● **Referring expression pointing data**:
-- Opening Marker --
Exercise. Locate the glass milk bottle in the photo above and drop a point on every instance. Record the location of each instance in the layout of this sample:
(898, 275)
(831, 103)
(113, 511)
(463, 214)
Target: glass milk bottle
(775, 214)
-- Closing Marker --
● **Exercise directions**: Word for word, output the records that appear above.

● **Result of this task**:
Exercise. Locate the glass milk bottle in the photo above and drop a point on every instance. Record the location of each instance in the layout of this sample:
(898, 275)
(831, 103)
(113, 511)
(463, 214)
Target: glass milk bottle
(775, 214)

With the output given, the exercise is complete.